Exercise:
Select from the records below every line that has the word "fillet" in it.

(Input for this task Opens)

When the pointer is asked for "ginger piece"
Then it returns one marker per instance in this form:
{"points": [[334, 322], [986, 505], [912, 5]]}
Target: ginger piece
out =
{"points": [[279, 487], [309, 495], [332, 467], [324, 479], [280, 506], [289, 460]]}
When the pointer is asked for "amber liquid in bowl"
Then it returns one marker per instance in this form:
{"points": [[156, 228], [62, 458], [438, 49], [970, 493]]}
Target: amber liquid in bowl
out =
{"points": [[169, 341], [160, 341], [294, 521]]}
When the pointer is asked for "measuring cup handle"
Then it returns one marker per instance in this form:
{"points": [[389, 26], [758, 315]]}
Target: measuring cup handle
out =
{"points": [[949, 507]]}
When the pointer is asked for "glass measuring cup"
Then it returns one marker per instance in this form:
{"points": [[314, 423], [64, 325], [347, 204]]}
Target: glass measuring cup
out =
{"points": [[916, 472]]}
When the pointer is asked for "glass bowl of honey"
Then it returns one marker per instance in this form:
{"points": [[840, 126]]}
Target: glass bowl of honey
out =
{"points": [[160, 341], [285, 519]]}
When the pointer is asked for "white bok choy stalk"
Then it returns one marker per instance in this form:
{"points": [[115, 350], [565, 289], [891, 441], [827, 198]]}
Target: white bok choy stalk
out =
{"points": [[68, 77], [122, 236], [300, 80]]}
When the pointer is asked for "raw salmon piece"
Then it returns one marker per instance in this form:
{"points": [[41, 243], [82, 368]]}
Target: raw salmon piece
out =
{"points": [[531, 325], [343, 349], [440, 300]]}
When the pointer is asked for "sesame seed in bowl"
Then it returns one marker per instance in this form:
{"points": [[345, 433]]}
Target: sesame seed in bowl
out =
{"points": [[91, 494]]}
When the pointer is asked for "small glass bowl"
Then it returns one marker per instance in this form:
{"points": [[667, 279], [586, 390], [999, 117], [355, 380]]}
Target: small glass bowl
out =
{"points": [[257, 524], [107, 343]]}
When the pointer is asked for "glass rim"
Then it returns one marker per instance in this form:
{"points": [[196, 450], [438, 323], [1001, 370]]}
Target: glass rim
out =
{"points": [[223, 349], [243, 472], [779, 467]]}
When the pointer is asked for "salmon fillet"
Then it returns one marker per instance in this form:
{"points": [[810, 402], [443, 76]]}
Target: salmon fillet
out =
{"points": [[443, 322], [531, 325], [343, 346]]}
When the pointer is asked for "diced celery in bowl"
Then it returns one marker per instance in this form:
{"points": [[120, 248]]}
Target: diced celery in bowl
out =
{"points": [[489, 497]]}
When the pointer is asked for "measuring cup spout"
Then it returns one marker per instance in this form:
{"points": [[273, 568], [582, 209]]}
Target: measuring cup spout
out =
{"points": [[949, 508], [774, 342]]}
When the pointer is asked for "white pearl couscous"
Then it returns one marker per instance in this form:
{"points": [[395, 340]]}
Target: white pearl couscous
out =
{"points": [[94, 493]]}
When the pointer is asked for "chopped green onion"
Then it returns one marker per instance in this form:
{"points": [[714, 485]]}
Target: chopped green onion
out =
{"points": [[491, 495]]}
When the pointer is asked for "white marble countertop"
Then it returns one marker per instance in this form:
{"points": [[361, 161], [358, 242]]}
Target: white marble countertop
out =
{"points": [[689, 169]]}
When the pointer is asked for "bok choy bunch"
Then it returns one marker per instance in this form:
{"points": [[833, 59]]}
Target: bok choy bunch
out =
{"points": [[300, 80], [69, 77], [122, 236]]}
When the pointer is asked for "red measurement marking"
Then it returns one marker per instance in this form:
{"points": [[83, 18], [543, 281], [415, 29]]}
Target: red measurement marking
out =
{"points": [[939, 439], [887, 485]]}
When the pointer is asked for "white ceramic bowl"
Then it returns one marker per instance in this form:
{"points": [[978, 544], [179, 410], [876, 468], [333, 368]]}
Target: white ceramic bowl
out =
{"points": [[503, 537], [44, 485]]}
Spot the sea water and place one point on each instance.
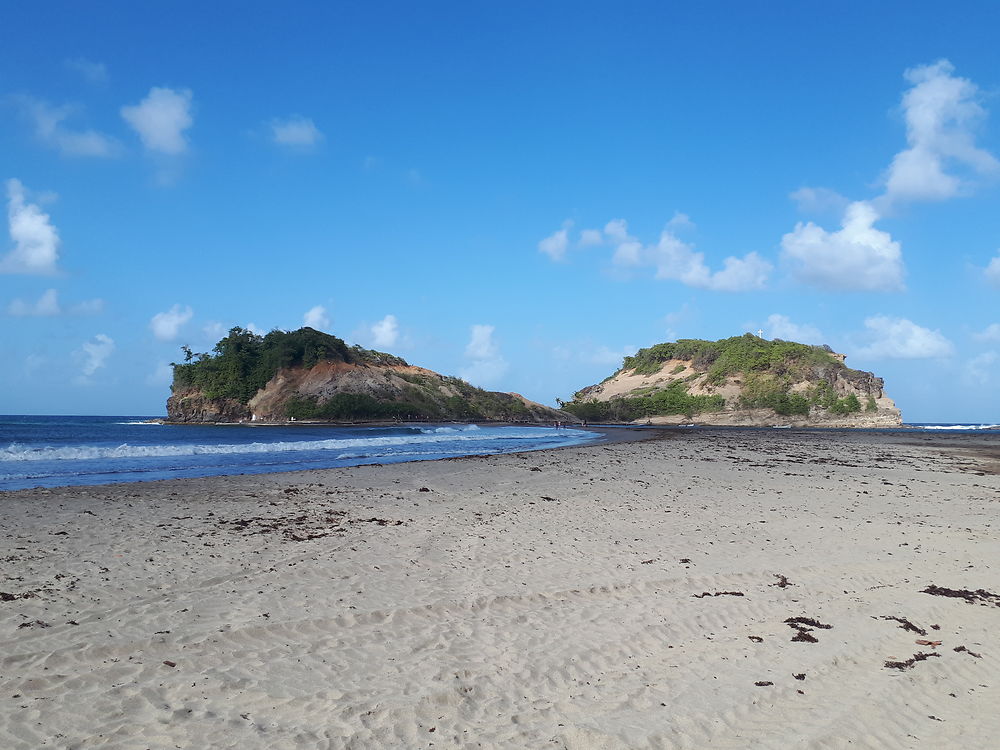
(50, 451)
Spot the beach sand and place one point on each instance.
(628, 595)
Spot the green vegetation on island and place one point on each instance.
(243, 362)
(379, 386)
(770, 375)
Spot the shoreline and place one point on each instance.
(745, 589)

(Input for this task Closes)

Written solution:
When the pointer is asked for "salmon fillet"
Target: salmon fillet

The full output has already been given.